-- begin MATERIAL SHOWN --

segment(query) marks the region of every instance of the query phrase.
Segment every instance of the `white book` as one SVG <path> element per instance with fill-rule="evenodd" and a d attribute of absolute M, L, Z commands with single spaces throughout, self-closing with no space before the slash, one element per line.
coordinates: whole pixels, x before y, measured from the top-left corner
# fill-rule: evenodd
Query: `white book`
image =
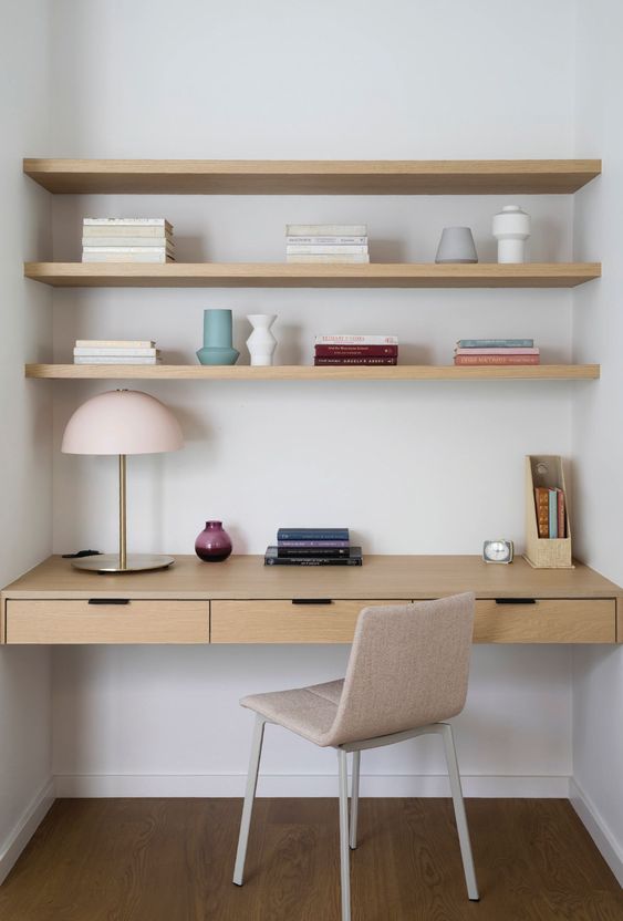
<path fill-rule="evenodd" d="M 367 237 L 285 237 L 288 246 L 367 246 Z"/>
<path fill-rule="evenodd" d="M 83 252 L 83 262 L 175 262 L 164 250 L 150 252 Z"/>
<path fill-rule="evenodd" d="M 111 349 L 111 348 L 91 348 L 84 345 L 76 345 L 73 350 L 74 356 L 84 355 L 102 355 L 107 358 L 157 358 L 160 352 L 159 349 Z"/>
<path fill-rule="evenodd" d="M 154 349 L 155 339 L 76 339 L 76 349 Z"/>
<path fill-rule="evenodd" d="M 367 253 L 352 253 L 345 256 L 307 256 L 301 253 L 299 256 L 285 256 L 287 262 L 311 262 L 312 265 L 320 266 L 322 263 L 329 266 L 338 266 L 349 265 L 353 262 L 370 262 L 370 256 Z"/>
<path fill-rule="evenodd" d="M 110 246 L 138 246 L 142 249 L 153 249 L 154 247 L 166 247 L 167 249 L 174 249 L 175 244 L 173 240 L 166 239 L 164 237 L 83 237 L 82 238 L 82 246 L 94 246 L 94 247 L 110 247 Z"/>
<path fill-rule="evenodd" d="M 365 224 L 287 224 L 287 237 L 366 237 Z"/>
<path fill-rule="evenodd" d="M 173 225 L 164 217 L 85 217 L 82 219 L 84 227 L 164 227 L 169 232 Z"/>
<path fill-rule="evenodd" d="M 75 355 L 74 364 L 159 364 L 160 360 L 153 358 L 112 358 L 107 355 Z"/>
<path fill-rule="evenodd" d="M 344 246 L 308 246 L 307 244 L 292 246 L 290 244 L 285 247 L 285 252 L 288 256 L 352 256 L 355 252 L 367 252 L 367 247 L 345 244 Z"/>
<path fill-rule="evenodd" d="M 83 237 L 156 237 L 159 240 L 170 240 L 173 228 L 150 224 L 84 224 L 82 227 Z"/>
<path fill-rule="evenodd" d="M 84 246 L 83 252 L 137 252 L 139 256 L 162 256 L 169 252 L 164 246 Z"/>
<path fill-rule="evenodd" d="M 343 333 L 341 335 L 316 335 L 316 345 L 397 345 L 397 335 L 357 335 Z"/>

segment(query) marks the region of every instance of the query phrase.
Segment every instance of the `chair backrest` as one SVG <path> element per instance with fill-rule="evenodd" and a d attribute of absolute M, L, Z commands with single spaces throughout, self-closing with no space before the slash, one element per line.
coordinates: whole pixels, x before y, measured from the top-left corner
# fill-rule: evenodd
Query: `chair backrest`
<path fill-rule="evenodd" d="M 460 713 L 474 594 L 364 608 L 329 745 L 413 729 Z"/>

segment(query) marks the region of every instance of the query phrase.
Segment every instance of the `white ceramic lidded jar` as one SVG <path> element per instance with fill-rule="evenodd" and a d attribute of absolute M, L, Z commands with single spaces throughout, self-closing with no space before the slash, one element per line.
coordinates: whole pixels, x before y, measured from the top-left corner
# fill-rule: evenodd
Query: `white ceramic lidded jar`
<path fill-rule="evenodd" d="M 247 340 L 251 364 L 263 368 L 270 366 L 277 345 L 277 339 L 270 328 L 277 320 L 277 313 L 249 313 L 247 320 L 253 328 L 253 332 Z"/>
<path fill-rule="evenodd" d="M 498 262 L 525 262 L 526 240 L 530 236 L 530 215 L 519 205 L 505 205 L 494 217 L 498 241 Z"/>

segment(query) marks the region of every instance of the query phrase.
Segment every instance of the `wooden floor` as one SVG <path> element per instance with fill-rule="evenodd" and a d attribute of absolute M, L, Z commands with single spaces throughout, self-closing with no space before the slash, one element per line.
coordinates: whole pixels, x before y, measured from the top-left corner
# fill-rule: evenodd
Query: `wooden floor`
<path fill-rule="evenodd" d="M 339 919 L 338 805 L 259 799 L 247 882 L 241 801 L 58 800 L 0 888 L 2 921 Z M 353 921 L 621 921 L 621 890 L 567 800 L 467 803 L 480 902 L 450 801 L 363 799 Z"/>

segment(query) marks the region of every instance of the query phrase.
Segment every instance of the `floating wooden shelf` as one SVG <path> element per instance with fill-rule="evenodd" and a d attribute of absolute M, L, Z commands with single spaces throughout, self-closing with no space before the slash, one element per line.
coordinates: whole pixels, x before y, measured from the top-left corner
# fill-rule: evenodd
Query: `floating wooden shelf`
<path fill-rule="evenodd" d="M 24 159 L 54 193 L 189 195 L 512 195 L 577 192 L 599 159 Z"/>
<path fill-rule="evenodd" d="M 601 265 L 27 262 L 24 275 L 60 288 L 574 288 L 599 278 Z"/>
<path fill-rule="evenodd" d="M 398 365 L 250 365 L 203 364 L 27 364 L 27 377 L 73 380 L 208 380 L 208 381 L 575 381 L 595 380 L 599 364 L 501 365 L 457 368 Z"/>

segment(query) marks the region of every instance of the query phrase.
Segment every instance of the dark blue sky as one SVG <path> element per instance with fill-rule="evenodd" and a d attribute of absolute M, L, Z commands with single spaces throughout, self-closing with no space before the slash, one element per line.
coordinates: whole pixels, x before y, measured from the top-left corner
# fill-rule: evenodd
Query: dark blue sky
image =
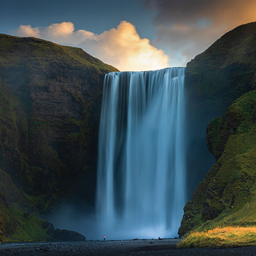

-- end MATERIAL SHOWN --

> **WRITTEN TASK**:
Turn the rows from the start through the line containing "111 349 L 111", inclusive, into a two-column CSV with the headers prompt_text and answer_text. Put each row's text and its answer in one quoted field apiece, replace line breaks with spaces, and leave out the pictures.

> **FINAL RESULT**:
prompt_text,answer_text
"segment(query) marks the region of every instance of the query phrase. Segment every instance of the `white book` as one SVG <path> element per instance with fill-rule=""evenodd"" and a d attribute of absolute M, L, Z commands with single spaces throughout, self-closing with no space before the slash, one element per line. coordinates: whole pixels, x before y, measured from the top-left corner # fill-rule: evenodd Query: `white book` image =","<path fill-rule=""evenodd"" d=""M 367 237 L 285 237 L 288 246 L 367 246 Z""/> <path fill-rule=""evenodd"" d=""M 83 252 L 83 262 L 175 262 L 164 250 L 150 252 Z""/> <path fill-rule=""evenodd"" d=""M 111 349 L 111 348 L 91 348 L 84 345 L 76 345 L 73 350 L 74 356 L 84 355 L 102 355 L 107 358 L 157 358 L 160 352 L 159 349 Z""/>"